* **記述課題**
**a)** 読解文の一文「そんなふうに不安について考えながら、ベランダから空をみていた。」を英語に訳してください。
**b)** エントリのうち、「Select all occurrences of wolf's ear.」を含む行に始まり「[418,676,513,859]」を含む行に終わる範囲だけを、「village」を「hamlet」に変えて書き直してください。

* **読解文**
幻聴や絶望的倦怠とともに目覚めるたびに真新しい世界に対しても、また特にうつ状態にて顕然化する「自己の人格の無意識の深層にひそむ無気力な力」に対しても、確かに私は不安を抱く。内的不安と外的不安は、シュルレアリストのデペイズマンによってもたらされた主客なき世界における「象徴の無政府状態[アナーキー]」の原因であり結果である。おそらく、伝達のためだけではなく思考のための言語を十分に獲得した瞬間から、アナーキーの構築は始まっていたのだろう──私が日本や日本語にある種の避けがたい居心地の悪さを感じるのは、それがどんどんとアナーキーのほうへと向かっていくからかもしれなかった。そんなふうに不安について考えながら、ベランダから空をみていた。水彩絵具ではとても描けそうにない冬の空は、水浅葱色から真朱色に至るグラデーションによる陶器の面を思わせた。そういえば、大学の研究室で郷原佳以先生の博士論文を書籍化した『文学のミニマル・イメージ──モーリス・ブランショ論』について話していた先輩が、この書籍のカバーの色を「浅葱色」と呼んでいたのを思い出した。それは青でも緑でもなく、コバルトグリーンペールに少しのシルバーホワイトを加えたような色だったが、和名では浅葱色ということを私はそのとき初めて知った。浅葱色の下で、私は今日も十分に不安で、十分に疲労していた──言い尽くし難く。

* **記録データ**
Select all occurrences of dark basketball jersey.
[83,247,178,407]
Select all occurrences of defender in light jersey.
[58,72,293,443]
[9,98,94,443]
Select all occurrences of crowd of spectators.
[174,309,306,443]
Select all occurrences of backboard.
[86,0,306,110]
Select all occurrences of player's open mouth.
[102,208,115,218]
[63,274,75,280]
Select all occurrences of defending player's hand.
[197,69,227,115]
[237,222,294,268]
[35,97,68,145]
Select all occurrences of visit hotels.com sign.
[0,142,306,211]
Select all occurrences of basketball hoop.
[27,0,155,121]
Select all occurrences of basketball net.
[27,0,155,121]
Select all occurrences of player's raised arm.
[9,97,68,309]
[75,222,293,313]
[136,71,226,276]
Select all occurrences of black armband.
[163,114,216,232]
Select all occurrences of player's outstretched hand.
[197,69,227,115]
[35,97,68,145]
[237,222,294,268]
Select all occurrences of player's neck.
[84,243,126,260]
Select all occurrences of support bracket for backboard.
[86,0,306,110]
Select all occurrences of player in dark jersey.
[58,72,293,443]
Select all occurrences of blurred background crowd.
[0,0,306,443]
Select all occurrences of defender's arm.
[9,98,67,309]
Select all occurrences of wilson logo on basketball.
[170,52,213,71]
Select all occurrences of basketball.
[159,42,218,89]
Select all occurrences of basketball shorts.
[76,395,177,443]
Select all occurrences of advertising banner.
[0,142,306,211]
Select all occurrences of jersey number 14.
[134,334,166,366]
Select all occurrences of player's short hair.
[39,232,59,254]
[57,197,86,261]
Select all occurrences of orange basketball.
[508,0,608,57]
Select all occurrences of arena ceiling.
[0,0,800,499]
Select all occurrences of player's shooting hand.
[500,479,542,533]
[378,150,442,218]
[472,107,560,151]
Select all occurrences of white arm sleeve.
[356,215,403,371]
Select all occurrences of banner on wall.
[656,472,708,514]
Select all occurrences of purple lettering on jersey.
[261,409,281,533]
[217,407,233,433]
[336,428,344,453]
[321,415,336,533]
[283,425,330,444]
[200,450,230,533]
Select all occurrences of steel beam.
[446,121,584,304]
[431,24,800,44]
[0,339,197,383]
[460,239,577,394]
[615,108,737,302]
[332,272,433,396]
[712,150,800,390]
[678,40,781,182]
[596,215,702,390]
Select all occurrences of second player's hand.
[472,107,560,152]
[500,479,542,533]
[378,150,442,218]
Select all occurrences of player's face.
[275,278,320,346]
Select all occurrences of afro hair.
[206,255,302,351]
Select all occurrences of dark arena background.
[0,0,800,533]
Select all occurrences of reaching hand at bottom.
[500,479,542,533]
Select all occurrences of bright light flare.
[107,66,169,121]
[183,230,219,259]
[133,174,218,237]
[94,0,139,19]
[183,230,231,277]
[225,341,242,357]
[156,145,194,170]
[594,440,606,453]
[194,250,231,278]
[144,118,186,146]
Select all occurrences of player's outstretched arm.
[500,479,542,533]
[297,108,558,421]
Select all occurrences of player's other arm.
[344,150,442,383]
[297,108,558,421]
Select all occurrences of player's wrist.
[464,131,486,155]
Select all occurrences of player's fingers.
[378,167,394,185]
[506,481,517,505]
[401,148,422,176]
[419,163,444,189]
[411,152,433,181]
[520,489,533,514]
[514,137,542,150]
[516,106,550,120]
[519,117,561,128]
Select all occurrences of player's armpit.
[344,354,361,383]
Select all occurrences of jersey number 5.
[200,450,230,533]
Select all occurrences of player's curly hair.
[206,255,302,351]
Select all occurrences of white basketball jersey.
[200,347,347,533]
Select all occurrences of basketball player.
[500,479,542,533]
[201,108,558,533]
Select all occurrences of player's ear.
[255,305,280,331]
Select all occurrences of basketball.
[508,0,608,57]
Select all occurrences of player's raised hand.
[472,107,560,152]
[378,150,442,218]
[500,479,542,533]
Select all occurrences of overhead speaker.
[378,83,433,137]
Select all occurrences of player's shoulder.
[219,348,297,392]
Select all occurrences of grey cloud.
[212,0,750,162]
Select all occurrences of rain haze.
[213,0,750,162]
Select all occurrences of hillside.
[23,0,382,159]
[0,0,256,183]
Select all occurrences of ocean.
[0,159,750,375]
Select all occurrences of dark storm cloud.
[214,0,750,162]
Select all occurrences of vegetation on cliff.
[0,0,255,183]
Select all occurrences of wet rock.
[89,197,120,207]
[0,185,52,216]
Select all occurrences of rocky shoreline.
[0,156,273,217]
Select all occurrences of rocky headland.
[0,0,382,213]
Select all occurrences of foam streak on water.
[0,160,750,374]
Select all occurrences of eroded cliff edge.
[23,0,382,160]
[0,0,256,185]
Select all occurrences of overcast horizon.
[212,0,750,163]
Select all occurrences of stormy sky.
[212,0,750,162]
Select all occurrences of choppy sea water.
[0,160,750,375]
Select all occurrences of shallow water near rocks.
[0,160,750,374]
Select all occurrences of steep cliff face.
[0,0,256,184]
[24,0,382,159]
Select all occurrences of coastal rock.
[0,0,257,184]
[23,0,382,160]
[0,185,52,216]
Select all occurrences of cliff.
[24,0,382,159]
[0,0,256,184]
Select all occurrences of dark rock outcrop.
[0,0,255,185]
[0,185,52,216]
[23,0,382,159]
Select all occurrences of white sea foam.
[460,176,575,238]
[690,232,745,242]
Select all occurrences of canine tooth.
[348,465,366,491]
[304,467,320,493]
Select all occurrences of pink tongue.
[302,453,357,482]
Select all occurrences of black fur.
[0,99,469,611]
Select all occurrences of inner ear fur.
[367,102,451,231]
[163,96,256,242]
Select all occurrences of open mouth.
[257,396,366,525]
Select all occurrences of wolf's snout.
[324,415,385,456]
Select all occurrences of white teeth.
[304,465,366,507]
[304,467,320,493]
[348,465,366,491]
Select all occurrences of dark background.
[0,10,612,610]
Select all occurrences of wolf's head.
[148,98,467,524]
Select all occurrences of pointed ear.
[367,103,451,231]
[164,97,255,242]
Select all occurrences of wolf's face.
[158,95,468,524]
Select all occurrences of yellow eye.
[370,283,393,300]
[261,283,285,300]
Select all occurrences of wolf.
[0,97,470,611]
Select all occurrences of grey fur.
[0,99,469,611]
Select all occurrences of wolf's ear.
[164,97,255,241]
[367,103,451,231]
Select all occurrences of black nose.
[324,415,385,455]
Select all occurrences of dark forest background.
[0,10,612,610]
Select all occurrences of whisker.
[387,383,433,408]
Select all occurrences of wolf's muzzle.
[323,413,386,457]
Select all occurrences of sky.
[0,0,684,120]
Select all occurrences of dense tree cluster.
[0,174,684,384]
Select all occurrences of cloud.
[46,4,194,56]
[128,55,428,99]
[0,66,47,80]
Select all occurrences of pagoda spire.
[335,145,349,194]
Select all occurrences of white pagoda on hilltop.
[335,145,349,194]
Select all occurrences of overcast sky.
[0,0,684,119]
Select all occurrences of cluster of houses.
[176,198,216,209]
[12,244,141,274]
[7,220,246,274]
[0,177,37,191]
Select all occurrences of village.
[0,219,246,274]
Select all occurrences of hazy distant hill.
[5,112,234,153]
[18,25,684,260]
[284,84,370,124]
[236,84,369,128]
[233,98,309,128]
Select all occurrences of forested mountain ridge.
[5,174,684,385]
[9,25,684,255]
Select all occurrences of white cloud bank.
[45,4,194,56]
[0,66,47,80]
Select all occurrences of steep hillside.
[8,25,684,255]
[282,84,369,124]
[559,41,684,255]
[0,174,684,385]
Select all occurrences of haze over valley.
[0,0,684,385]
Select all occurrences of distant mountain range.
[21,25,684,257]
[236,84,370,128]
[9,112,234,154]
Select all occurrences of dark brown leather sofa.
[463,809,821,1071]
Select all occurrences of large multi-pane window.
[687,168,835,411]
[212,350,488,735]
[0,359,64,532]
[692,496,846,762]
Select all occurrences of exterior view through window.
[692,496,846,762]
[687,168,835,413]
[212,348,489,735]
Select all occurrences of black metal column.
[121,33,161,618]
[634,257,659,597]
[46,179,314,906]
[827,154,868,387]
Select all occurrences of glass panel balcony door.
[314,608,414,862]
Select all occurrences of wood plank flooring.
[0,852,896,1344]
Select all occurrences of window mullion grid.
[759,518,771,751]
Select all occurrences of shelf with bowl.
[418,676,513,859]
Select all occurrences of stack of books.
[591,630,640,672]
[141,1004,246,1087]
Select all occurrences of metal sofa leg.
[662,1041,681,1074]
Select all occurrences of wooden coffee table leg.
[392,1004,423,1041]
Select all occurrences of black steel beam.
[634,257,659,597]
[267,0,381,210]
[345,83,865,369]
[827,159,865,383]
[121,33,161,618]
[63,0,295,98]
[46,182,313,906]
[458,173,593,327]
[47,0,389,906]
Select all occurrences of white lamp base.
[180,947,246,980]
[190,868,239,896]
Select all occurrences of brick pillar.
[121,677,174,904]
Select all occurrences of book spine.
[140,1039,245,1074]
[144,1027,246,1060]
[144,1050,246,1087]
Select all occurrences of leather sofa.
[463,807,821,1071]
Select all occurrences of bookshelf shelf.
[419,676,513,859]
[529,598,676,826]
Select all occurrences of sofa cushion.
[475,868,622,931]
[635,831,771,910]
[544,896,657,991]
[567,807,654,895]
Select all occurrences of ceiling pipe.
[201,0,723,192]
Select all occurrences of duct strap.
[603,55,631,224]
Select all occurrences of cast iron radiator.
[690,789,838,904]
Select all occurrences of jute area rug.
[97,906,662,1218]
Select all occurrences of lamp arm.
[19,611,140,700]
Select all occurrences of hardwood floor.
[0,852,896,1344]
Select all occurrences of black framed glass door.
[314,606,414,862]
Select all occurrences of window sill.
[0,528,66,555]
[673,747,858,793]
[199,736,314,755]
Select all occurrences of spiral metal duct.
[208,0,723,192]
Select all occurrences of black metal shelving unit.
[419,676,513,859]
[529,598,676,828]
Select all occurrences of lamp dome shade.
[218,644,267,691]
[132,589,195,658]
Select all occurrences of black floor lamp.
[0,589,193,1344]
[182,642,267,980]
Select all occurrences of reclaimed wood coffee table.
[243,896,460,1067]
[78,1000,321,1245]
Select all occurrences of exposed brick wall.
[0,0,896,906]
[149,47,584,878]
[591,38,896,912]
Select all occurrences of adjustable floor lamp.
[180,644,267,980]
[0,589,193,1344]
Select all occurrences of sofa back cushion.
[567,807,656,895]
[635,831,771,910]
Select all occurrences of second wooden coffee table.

* **解答**
**a)** Thinking about anxiety in that way, I was looking at the sky from the balcony.

**b)**
Select all occurrences of wolf's ear.
[164,97,255,241]
[367,103,451,231]
Select all occurrences of black nose.
[324,415,385,455]
Select all occurrences of dark forest background.
[0,10,612,610]
Select all occurrences of whisker.
[387,383,433,408]
Select all occurrences of wolf's muzzle.
[323,413,386,457]
Select all occurrences of sky.
[0,0,684,120]
Select all occurrences of dense tree cluster.
[0,174,684,384]
Select all occurrences of cloud.
[46,4,194,56]
[128,55,428,99]
[0,66,47,80]
Select all occurrences of pagoda spire.
[335,145,349,194]
Select all occurrences of white pagoda on hilltop.
[335,145,349,194]
Select all occurrences of overcast sky.
[0,0,684,119]
Select all occurrences of cluster of houses.
[176,198,216,209]
[12,244,141,274]
[7,220,246,274]
[0,177,37,191]
Select all occurrences of hamlet.
[0,219,246,274]
Select all occurrences of hazy distant hill.
[5,112,234,153]
[18,25,684,260]
[284,84,370,124]
[236,84,369,128]
[233,98,309,128]
Select all occurrences of forested mountain ridge.
[5,174,684,385]
[9,25,684,255]
Select all occurrences of white cloud bank.
[45,4,194,56]
[0,66,47,80]
Select all occurrences of steep hillside.
[8,25,684,255]
[282,84,369,124]
[559,41,684,255]
[0,174,684,385]
Select all occurrences of haze over valley.
[0,0,684,385]
Select all occurrences of distant mountain range.
[21,25,684,257]
[236,84,370,128]
[9,112,234,154]
Select all occurrences of dark brown leather sofa.
[463,809,821,1071]
Select all occurrences of large multi-pane window.
[687,168,835,411]
[212,350,488,735]
[0,359,64,532]
[692,496,846,762]
Select all occurrences of exterior view through window.
[692,496,846,762]
[687,168,835,413]
[212,348,489,735]
Select all occurrences of black metal column.
[121,33,161,618]
[634,257,659,597]
[46,179,314,906]
[827,154,868,387]
Select all occurrences of glass panel balcony door.
[314,608,414,862]
Select all occurrences of wood plank flooring.
[0,852,896,1344]
Select all occurrences of window mullion grid.
[759,518,771,751]
Select all occurrences of shelf with bowl.
[418,676,513,859]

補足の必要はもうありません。